Provided passage →
______

# Murphy bed and built ins



## skyking (Mar 24, 2013)

hello,
I want to build in across a wall in one of the spare rooms, with about 2' of hanging closet and drawers on each side of a queen Murphy bed.
I figure on 20" deep closet, and recessing the mattress into that space about 8" when the bed is deployed.
That will keep the bed from taking up too much of the room when deployed. It will also provide for a nice 12" shelf behind the mattress. I personally like having a little room above a mattress instead of an immediate headboard.
Anybody here build in a Murphy bed? Did it have some assist or just use brute strength to put up/down? I have no interest in something powered. By assist I mean a spring or weight arrangement, something like that.
I'll need it up off the floor a bit, so the heat register can stay where it is. I figure on some sort of folding legs at the foot to achieve that. 
I'll also have a nice finish, maybe hang a picture on the bottom of the bed. Fun stuff


----------



## mdntrdr (Dec 22, 2009)

Here is a queen size I recently did in Maple. It has gas assist shocks. The hardware can be bought from Rockler, but can be found cheaper if you shop around. :smile:


----------



## skyking (Mar 24, 2013)

Scott, that looks fantastic. Way above my current skillset, but hey, I'm going to give it a try. Mine will be more craftsman style, wall to wall.
Thanks for the inspiration.


----------



## cabinetman (Jul 5, 2007)

I use bed systems from Selby. The hardware comes with plans for different layouts, and cut lists. The bed hardware is counter spring loaded and very easy to adjust. It pulls down with one finger. It's adjustable to compensate for different weight bedding. When near down the legs move into position for the foot of the bed.

______

Tasks to complete →
1 - List the usernames of everyone who posted in the Murphy bed thread.
2 - Please transcribe the Murphy bed thread from "Thanks for the" up to and including "foot of the bed.".
3 - Extend the Murphy bed thread, picking up after its last sentence.

Raw data →
______

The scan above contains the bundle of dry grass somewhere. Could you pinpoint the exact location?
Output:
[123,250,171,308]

______

Written answers →
1 - skyking, mdntrdr, cabinetman

2 -
Thanks for the inspiration.


----------



## cabinetman (Jul 5, 2007)

I use bed systems from Selby. The hardware comes with plans for different layouts, and cut lists. The bed hardware is counter spring loaded and very easy to adjust. It pulls down with one finger. It's adjustable to compensate for different weight bedding. When near down the legs move into position for the foot of the bed.

3 -
.


----------



## skyking (Mar 24, 2013)

Thanks, that looks great too. I like the adjustable lift mechanism.


----------



## skyking (Mar 24, 2013)

I got it done. We have an armoire that my wife had built in the 80s. It was a very utilitarian piece, but I decided to emulate the style of construction. It has simple slab doors with a relief cut, and piece of 3/16" thick oak applied to it so it appears like a shaker door.








I did not want any more honey or golden oak in my life so I went natural.










Those are big shoe drawers on the bottom.










hanging closet with a shelf above behind a single door.

Glued some cheap oak 1/4 to the wall behind, trimmed out with quarter round.



















I wish I had remembered this thread. I totally forgot about selby's hardware and went with the kit from international murphy beds In BC.

Now that armoire and an oak file cabinet are in that room. We call it "the oak room".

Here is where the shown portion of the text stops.